(WORK ORDER): The line containing "Target: drainpipe" marks the end: output every line of the data up to it, and that line too, exactly as written.

(WORKING DATA):
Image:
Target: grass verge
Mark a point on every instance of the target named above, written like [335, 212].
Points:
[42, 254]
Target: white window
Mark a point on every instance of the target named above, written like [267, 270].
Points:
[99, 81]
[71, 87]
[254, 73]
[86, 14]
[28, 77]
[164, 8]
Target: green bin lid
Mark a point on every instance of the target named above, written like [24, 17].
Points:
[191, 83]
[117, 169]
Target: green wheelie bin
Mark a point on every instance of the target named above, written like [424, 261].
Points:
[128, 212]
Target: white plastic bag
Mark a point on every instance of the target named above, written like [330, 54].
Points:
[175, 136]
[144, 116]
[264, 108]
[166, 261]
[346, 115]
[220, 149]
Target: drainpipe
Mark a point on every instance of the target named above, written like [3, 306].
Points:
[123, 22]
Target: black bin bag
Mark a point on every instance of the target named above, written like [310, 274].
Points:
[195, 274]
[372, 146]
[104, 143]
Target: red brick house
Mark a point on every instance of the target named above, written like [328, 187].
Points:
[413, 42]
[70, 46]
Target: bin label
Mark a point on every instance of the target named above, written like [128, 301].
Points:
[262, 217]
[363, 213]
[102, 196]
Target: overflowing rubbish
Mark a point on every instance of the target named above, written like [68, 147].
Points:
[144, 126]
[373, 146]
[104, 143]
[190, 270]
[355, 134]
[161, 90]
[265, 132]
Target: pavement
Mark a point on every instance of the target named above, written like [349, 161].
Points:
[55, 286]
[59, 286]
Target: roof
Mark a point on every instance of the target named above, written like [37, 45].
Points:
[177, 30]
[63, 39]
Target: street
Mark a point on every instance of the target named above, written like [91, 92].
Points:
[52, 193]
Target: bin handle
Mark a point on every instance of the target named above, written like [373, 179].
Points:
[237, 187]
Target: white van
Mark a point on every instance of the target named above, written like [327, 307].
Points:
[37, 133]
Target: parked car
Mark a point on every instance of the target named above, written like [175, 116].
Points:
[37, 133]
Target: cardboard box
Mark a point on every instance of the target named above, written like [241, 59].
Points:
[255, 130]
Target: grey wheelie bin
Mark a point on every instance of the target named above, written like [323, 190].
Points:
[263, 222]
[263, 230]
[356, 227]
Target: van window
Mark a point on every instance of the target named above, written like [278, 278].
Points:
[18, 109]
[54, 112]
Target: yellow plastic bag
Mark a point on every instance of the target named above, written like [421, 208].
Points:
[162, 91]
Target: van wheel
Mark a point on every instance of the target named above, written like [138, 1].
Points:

(EXERCISE RESPONSE):
Image:
Target: grass verge
Mark a point on every instance of the target named above, written like [335, 212].
Points:
[42, 254]
Target: white window
Mark a point on every instance of the target named above, written like [267, 270].
Points:
[99, 81]
[71, 87]
[254, 73]
[86, 14]
[28, 77]
[164, 8]
Target: green bin lid
Mark a point on every instance of the target named above, written like [24, 17].
Points:
[191, 83]
[117, 169]
Target: green wheelie bin
Mark a point on every instance of the target named above, written like [424, 261].
Points:
[128, 212]
Target: white plastic bag
Mark a point on every instance of the target named above, written like [330, 54].
Points:
[175, 136]
[144, 116]
[264, 108]
[166, 261]
[346, 115]
[220, 149]
Target: drainpipe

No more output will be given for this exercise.